- TASK OBJECTIVE
Pictures are to be left out; otherwise, copy exactly the lines from the line containing "face, one point per instance." through the end of the data.

- RECORDS FOR THIS EXERCISE
********************

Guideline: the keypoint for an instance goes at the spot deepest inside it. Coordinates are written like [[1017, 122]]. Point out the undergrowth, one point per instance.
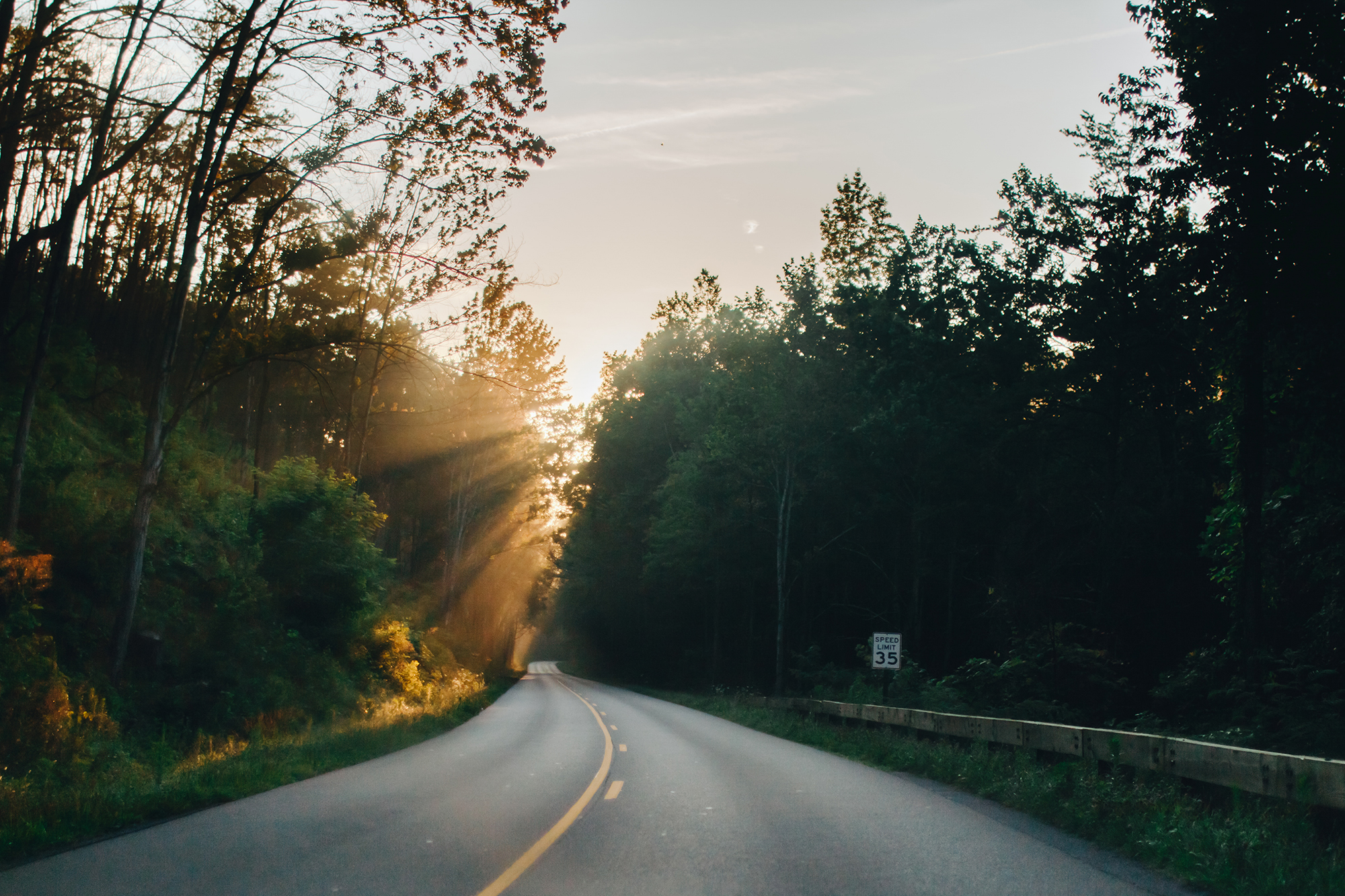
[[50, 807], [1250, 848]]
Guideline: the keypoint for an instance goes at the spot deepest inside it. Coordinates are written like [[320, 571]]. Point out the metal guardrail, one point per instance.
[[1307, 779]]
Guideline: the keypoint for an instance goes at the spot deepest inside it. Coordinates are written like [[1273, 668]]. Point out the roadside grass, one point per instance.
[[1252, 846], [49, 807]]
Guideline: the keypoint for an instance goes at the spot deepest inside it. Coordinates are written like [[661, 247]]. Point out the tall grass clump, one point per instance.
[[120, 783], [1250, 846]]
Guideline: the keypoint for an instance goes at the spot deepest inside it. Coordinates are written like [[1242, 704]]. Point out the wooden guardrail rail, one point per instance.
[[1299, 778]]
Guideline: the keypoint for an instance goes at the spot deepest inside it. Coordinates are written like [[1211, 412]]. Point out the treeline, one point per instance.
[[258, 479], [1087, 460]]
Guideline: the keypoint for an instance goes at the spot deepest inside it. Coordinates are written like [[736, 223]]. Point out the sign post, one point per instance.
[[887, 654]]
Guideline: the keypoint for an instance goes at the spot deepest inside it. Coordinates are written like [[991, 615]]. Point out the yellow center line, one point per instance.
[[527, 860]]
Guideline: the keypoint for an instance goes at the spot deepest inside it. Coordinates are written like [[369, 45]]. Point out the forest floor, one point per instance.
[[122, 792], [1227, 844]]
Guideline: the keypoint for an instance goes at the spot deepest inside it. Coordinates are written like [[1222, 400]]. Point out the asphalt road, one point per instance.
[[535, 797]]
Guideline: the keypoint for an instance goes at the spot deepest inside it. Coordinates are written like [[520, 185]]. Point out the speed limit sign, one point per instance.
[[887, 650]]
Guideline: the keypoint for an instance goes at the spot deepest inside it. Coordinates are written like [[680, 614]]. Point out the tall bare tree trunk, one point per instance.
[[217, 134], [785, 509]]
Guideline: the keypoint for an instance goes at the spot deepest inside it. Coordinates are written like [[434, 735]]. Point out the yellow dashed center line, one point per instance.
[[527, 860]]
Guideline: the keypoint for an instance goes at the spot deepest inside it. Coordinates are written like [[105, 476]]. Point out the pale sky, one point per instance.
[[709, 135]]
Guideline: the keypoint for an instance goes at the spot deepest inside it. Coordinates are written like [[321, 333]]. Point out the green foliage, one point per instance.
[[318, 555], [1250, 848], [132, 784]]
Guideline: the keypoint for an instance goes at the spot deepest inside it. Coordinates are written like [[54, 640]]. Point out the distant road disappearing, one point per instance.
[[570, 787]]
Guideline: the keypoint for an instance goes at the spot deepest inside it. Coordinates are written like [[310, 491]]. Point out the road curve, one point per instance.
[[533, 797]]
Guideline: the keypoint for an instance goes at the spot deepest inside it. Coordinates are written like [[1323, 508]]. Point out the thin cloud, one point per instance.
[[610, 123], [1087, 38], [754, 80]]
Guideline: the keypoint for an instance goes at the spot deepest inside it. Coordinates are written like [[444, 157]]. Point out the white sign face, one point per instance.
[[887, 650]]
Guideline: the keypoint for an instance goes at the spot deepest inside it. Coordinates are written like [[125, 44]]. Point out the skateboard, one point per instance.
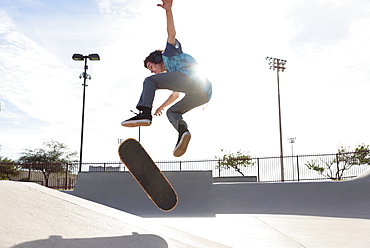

********************

- WRITTEN SOLUTION
Guideline: the keypoint for an instance goes at the spot deepest inside it. Coordinates are written like [[444, 157]]. Point out the white sign face, one point per instance.
[[887, 650]]
Guideline: the keypoint for an instance goes at the spot deepest inside it. Coordinates are written like [[125, 44]]. Point out the skateboard, one point per instance.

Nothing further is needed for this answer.